- _実施課題_:
(1) レオナルドの絵画を扱った文書抜粋のうち、「三博士が聖母マリアと幼子イエ」から「ェチリア・ガッレラーニです。」までを両端も含めてそのまま書き写してください。
(2) レオナルドの絵画を扱った文書抜粋を、最後の文の後から書き進めてください。

- _文書抜粋_:
三博士が聖母マリアと幼子イエスを囲み、その外側を羊飼いたち、さらにその外側を廃墟や馬に乗った人物が取り囲んでいて、背後にはイエスの誕生を恐れたヘロデ王が幼児を殺していった殺戮の情景が描かれています。
白テンを抱く貴婦人の肖像
制作年 | 1489年 |
展示場所 | ポーランドのクラクフ国立美術館 |
技法 | スフマート技法 |
白テンを抱く貴婦人の肖像の創作背景・解説
「白貂を抱く貴婦人」は、レオナルドが制作し油彩作品で、モデルはレオナルドが仕えていたミラノ公ルドヴィーコ・スフォルツァの愛妾チェチリア・ガッレラーニです。
本作に描かれている半身像は、身体は右方向を向き、首は左に向いているピラミッド型螺旋の構図で、レオナルドが生涯にわたってこだわった技法とされています。胸に抱いている動物は、ルネッサンス期において「純潔の象徴」とされていたオコジョであると考えられます。
本作は、1939年のナチス・ドイツのポーランド侵攻の際にナチスに収奪され、ベルリンのカイザー・フリードリヒ博物館へ送られました。その後、行方が分からなくなりましたが、第二次世界大戦が終結した後、連合国兵士がバイエルンにあるフランク群の家で発見しました。現在、ポーランドの国宝となっています。
岩窟の聖母
制作年 | 1483~1486年、1495年~1508年 |
展示場所 | パリのルーブル美術館 ロンドンのナショナルギャラリー |
技法 | スフマート技法 |
岩窟の聖母の創作背景・解説
「岩窟の聖母」は、レオナルドが制作したもので、同じタイトルの作品が2点存在しています。2点とも構図は同じですが、1点は復元されないままルーヴル美術館に所蔵され、もう1点は2008~2010年の間に復元され、ロンドンのナショナルギャラリーに所蔵されています。

- _利用可能データ_:
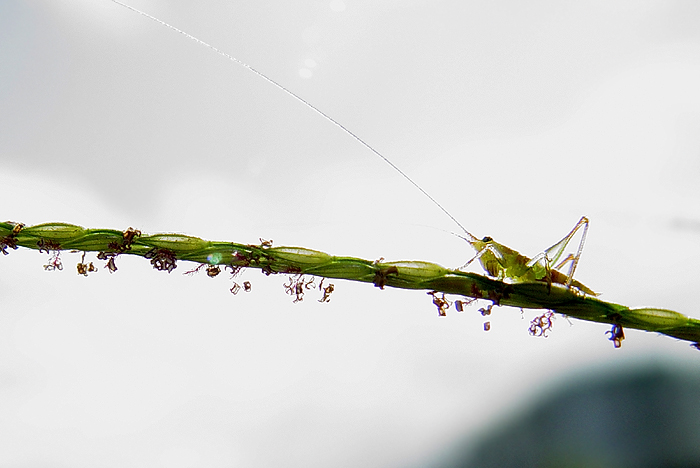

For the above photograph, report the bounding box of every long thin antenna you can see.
[111,0,474,238]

- _演習結果_:
(1)
三博士が聖母マリアと幼子イエスを囲み、その外側を羊飼いたち、さらにその外側を廃墟や馬に乗った人物が取り囲んでいて、背後にはイエスの誕生を恐れたヘロデ王が幼児を殺していった殺戮の情景が描かれています。
白テンを抱く貴婦人の肖像
制作年 | 1489年 |
展示場所 | ポーランドのクラクフ国立美術館 |
技法 | スフマート技法 |
白テンを抱く貴婦人の肖像の創作背景・解説
「白貂を抱く貴婦人」は、レオナルドが制作し油彩作品で、モデルはレオナルドが仕えていたミラノ公ルドヴィーコ・スフォルツァの愛妾チェチリア・ガッレラーニです。

(2)
ルーヴル版は、1483年にミラノのサン・フランチェスコ・グランデ教会から依頼されたものですが、後に書き直したロンドン版を教会に納品したと考えられています。
「岩窟の聖母」には岩場を背景に、聖母マリア、イエス、聖ヨハネ、の3人が受肉の神秘を讃えている様子が描かれています。
ルーヴル版ではイエスと聖ヨハネの区別が明確でないのに対し、ロンドン版では、聖ヨハネに十字の杖と衣を加えてイエスとの間に区別がされています。また、ロンドン版には、聖母マリア、イエス、聖ヨハネに神的人格の象徴である光輪が描かれていますが、ルーヴル版には描かれていません。
レオナルド・ダ・ヴィンチの発明作品
空を飛ぶ機械
「空を飛ぶ機械」について、レオナルドが残したノート「レオナルド・ダ・ヴィンチ手稿」の中に数多くのスケッチが残っています。一番有名なのが、ヘリコプターのスケッチで、「太い針金で縁取られた半径約5mの布製のらせん型のプロペラを薄い鉄板で作った軸に取り付ける。軸を強くねじ曲げると、元にもどろうとする力でプロペラが回る。」と説明書きがされています。
レオナルドは、螺旋のプロペラがゼンマイを動力として空気中を上がっていくと仮定したようですが、当時は材料がなく作れなかったようです。しかし、レオナルドの「回転するプロペラによって上 昇する」というアイディアは現在のヘリコプターの原型になったと言われいます。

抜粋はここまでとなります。